• **Supplied text**
_ _ _ _ _ _ _
The Quechua called their leader Inca. Inca means “lord.” The Spanish conquered the Quechua in the 1500s. They called all of the people living there Incas. But the Incas were really many different groups. They spoke more than 20 different languages.

The Incas had no written language. Most of what is known about them came from the stories they told. After the Spanish came in the 1530s, some Inca history was written down. But no one knows for sure what stories were true.

About 1200, the leader Manco Capac moved his people north. They settled in what is now Cuzco. They were probably looking for better farmland.

The Incas took over many nearby lands. But they did not govern them. Instead, they made these villages pay them taxes of goods or food.

Then in 1438 the Inca leader Pachacuti Inca Yupanqui made all the lands part of the Inca Empire. He and the next leaders used wars and friendship to make their empire larger.
_ _ _ _ _ _ _
• **Data extract**
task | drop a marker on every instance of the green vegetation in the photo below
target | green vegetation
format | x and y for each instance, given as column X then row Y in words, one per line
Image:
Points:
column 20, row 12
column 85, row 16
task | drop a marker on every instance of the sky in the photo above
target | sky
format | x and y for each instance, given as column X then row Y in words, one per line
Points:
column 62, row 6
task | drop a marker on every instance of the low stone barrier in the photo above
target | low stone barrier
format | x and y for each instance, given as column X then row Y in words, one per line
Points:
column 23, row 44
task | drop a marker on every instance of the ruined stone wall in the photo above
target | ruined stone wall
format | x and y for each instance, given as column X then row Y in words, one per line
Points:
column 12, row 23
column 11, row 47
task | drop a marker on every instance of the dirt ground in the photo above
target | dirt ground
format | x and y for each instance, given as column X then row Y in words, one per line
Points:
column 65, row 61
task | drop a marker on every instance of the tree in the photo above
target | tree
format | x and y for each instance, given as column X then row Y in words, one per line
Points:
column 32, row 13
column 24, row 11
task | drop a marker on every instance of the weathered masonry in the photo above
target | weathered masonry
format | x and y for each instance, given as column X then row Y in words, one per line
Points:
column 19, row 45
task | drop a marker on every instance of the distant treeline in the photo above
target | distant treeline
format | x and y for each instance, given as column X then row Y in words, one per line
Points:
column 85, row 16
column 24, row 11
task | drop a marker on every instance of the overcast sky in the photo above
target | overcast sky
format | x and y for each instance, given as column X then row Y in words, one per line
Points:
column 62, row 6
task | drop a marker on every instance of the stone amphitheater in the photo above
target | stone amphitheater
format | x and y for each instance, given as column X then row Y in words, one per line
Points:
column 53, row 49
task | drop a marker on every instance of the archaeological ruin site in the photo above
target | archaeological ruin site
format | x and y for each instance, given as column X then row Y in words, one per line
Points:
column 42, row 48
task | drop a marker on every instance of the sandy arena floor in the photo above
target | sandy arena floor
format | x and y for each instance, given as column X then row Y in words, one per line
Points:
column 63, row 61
_ _ _ _ _ _ _
• **What you will do**
a – From the passage on the Incas, copy the part starting at "Then in 1438" and ending at "their empire larger.".
b – According to the passage on the Incas, which leader moved his people north around 1200?
c – Write the next part of the passage on the Incas, picking up after its final sentence.

• **Exercise answers**
a –
Then in 1438 the Inca leader Pachacuti Inca Yupanqui made all the lands part of the Inca Empire. He and the next leaders used wars and friendship to make their empire larger.

b – Manco Capac

c –
At its height, the Inca Empire went from Chile to Colombia. The Incas ruled lands from the Pacific coast to the Andes Mountains. Roads connected all parts of the land. About 8 to 10 million people lived there.

Early Incas lived in family groups. These groups owned land. They worked it together.

The farmers grew a lot of food. They helped feed others in the empire, too. Then those people could do different jobs. Workers built roads, mined gold, made crafts, and fought in the army. This made the Incas strong and powerful.

In the 1500s Spanish explorers came to Peru. They killed the Inca ruler and many of his people. The Spanish fought the Incas for a long time. But then they captured Cuzco on November 15, 1533. But they did not capture and kill the last Inca ruler until 1572.

The Spanish did not let the Incas practice their religion. They melted down their gold statues and other artworks. They tore down buildings. Then they built their own town on top of the Inca capital.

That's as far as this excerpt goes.